**AIM:**
Reproduce all of the lines below verbatim, omitting the pictures from your output.

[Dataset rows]
---

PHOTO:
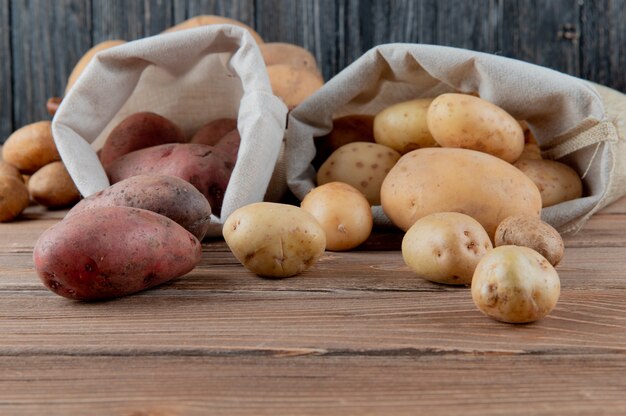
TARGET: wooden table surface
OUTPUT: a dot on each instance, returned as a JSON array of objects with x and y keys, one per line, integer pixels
[{"x": 357, "y": 334}]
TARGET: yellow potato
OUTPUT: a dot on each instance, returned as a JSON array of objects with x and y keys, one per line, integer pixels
[
  {"x": 556, "y": 181},
  {"x": 445, "y": 247},
  {"x": 86, "y": 58},
  {"x": 464, "y": 121},
  {"x": 52, "y": 186},
  {"x": 31, "y": 147},
  {"x": 403, "y": 126},
  {"x": 275, "y": 53},
  {"x": 360, "y": 164},
  {"x": 206, "y": 20},
  {"x": 343, "y": 212},
  {"x": 13, "y": 197},
  {"x": 515, "y": 284},
  {"x": 293, "y": 85},
  {"x": 274, "y": 240},
  {"x": 482, "y": 186}
]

---

**FINAL RESULT:**
PHOTO:
TARGET: wooden table surface
OUTPUT: a dot on each instance, returned as a JSON array of objects with x and y keys, one per line, integer pixels
[{"x": 357, "y": 334}]
TARGET: yellow potato
OUTPUT: a dot on each instance, returned as a JSON array of objects with x and y keys, one per line, integer pixels
[
  {"x": 556, "y": 181},
  {"x": 445, "y": 247},
  {"x": 86, "y": 58},
  {"x": 464, "y": 121},
  {"x": 52, "y": 186},
  {"x": 31, "y": 147},
  {"x": 403, "y": 126},
  {"x": 275, "y": 53},
  {"x": 360, "y": 164},
  {"x": 206, "y": 20},
  {"x": 343, "y": 212},
  {"x": 13, "y": 197},
  {"x": 515, "y": 284},
  {"x": 293, "y": 85},
  {"x": 274, "y": 240},
  {"x": 482, "y": 186}
]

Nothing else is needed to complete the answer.